Another client was plagued by physical ailments due in large part to too much cycling – i.e. not enough balanced training to keep core and stabilizer muscles strong. Add to that a lot of snowboarding activity in the winter, which can lead to imbalances due an athlete’s predominant orientation to one side, and it took months of physical therapy as well as crosstraining and proper bike fits to get back on track.
Other athletes I work with have come to me for help with bike fits and training with the overarching goal of injury prevention. I work in partnership with outstanding physical therapists, massage therapists and chiropractors when necessary to help athletes recover from issues or injury and get back – or stay – on track. However, it is often a matter of improper or imbalanced training that is the primary culprit.
Already early in my career working with multisport athletes, especially triathletes and biathletes, I developed a deep appreciation for bipedalism as effective crosstraining for cycling: running, hiking, trail running, snowshoeing and even classical cross-country skiing. Such outdoor activities provide excellent complementary (to cycling) outlets that provide fresh air, change of scenery and that engage muscles neglected while on the bike. There are plenty of indoor activities that facilitate bipedalism, as well, including time on a treadmill, stair climber, elliptical machine, etc.
With all of the technology being implemented in the analysis and facilitation of biomechanics, individuals are better able to tackle athletic disciplines and activity volume that previously would have made them more susceptible to injury. I am actually a good example of one of those athletes prone in the past to knee and hip issues. Now, with the latest innovations in shoe design and bike fit methodology, I am able to run several pleasurable miles at a time on asphalt or mountainous trail, and spend long days in the saddle without issues or discomfort.
As popular awareness has grown of the importance of weight-bearing and moderate impact exercise in bone health, the more important their role has become in effective training plans. Like muscle, bone is living tissue, with the capacity – and need – to adapt to forces applied to it, building cells and increasing in density. Even strength training, which focuses more on muscle development, is incidentally beneficial to bone health.
So, how does all of this relate to cycling in Utah and other Rocky Mountain areas this time of year? We have once again been forced to deal with harsh weather and bad air this winter. And although stationary trainers, rollers and indoor bikes have gotten better than ever, with many bike shops and other facilities providing indoor avenues for training, in addition to Fat Bikes increasing our options, we need balance.
Our bodies crave variety and outdoor tactile stimulation, whether from sun, earth, wind or rain/snow. They also strive for equilibrium and homeostasis, both satisfied in part by productive crosstraining.
Winter isn’t over, and the recreational as well as competitive cycling season is long and demanding. There is still time to focus on strength and variety, especially on inclement weather days. Get out there. Get after it!
Mark Deterline coached some of Utah’s and California’s top cyclists, as well as triathletes, distance runners, cross-country skiers, motocross racers and boxers.

● **Work to complete**:
1. List the outdoor activities that the article on crosstraining for cycling names as forms of bipedalism.
2. In the article on crosstraining for cycling, what issues does the writer say they were once prone to?

● **Given information**:
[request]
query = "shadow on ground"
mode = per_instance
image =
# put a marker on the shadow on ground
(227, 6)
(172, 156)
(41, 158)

● **Task solutions**:
1. Running, hiking, trail running, snowshoeing, and classical cross-country skiing.

2. Knee and hip issues.